Provided records:
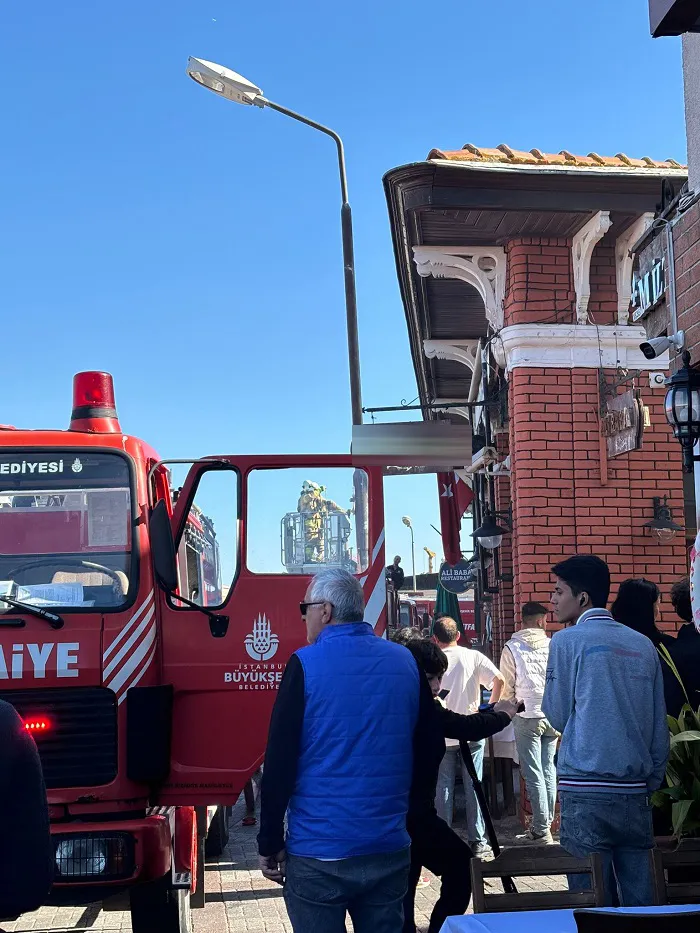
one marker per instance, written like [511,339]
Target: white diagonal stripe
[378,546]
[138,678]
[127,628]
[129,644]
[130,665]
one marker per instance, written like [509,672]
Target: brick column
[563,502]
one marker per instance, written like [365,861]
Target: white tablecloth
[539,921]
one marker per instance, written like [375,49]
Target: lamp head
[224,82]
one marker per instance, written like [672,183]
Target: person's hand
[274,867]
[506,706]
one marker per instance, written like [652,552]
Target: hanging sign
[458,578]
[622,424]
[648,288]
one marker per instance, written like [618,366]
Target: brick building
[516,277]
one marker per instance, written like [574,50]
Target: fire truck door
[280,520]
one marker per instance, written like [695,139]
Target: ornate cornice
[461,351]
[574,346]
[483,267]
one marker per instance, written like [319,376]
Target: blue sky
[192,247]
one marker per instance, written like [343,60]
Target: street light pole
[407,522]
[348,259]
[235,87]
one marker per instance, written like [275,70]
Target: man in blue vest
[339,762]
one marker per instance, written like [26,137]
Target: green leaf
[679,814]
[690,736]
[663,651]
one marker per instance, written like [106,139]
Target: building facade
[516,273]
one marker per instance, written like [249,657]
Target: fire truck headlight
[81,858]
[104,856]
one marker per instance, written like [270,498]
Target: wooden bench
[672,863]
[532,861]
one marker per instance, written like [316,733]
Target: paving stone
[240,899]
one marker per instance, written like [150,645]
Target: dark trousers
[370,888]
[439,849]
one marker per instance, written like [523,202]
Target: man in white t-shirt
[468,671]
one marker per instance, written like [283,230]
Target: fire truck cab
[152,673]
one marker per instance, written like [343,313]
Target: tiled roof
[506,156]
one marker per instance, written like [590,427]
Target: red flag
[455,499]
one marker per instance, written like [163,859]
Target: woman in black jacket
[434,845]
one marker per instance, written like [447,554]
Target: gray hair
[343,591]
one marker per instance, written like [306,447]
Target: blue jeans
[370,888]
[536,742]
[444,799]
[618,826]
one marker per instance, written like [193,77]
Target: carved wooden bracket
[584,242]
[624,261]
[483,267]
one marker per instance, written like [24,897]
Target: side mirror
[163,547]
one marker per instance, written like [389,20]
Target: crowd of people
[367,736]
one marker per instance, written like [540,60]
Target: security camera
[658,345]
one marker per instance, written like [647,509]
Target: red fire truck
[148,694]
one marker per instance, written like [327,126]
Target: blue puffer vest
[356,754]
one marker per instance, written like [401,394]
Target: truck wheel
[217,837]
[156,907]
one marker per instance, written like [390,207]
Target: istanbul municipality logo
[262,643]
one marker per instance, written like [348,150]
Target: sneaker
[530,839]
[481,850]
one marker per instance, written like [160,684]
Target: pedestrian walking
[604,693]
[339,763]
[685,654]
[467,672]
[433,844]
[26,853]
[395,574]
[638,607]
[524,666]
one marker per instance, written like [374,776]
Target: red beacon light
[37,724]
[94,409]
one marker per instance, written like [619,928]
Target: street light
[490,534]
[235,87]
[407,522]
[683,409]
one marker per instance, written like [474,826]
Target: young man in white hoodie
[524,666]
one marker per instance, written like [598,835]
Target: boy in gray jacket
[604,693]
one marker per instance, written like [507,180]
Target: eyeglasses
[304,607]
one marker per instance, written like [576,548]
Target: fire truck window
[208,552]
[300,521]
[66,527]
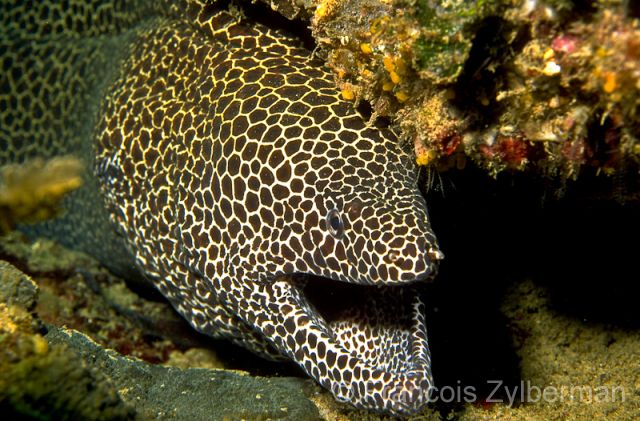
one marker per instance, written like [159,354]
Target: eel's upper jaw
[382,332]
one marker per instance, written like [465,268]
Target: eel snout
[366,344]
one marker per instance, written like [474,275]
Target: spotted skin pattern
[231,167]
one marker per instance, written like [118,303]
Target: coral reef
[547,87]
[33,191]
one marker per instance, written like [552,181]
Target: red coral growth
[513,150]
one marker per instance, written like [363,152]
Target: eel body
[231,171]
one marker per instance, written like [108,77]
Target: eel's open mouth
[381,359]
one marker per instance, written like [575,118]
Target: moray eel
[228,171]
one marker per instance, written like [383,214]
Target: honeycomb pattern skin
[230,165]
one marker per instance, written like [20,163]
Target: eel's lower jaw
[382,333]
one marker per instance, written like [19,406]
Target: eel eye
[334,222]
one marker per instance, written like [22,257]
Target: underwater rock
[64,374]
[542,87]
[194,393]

Short problem: Edit the rows beginning at the line that has "one marker per instance, written like [20,163]" and ending with the last row, replacing "underwater rock" with "submerged rock" and leaving everything else the same.

Solved problem:
one marker per instance, written like [20,163]
Target: eel's lower jaw
[382,333]
one marker per instance, written like [19,406]
Target: eel eye
[334,222]
one marker per instance, written like [22,257]
Target: submerged rock
[64,374]
[542,87]
[194,393]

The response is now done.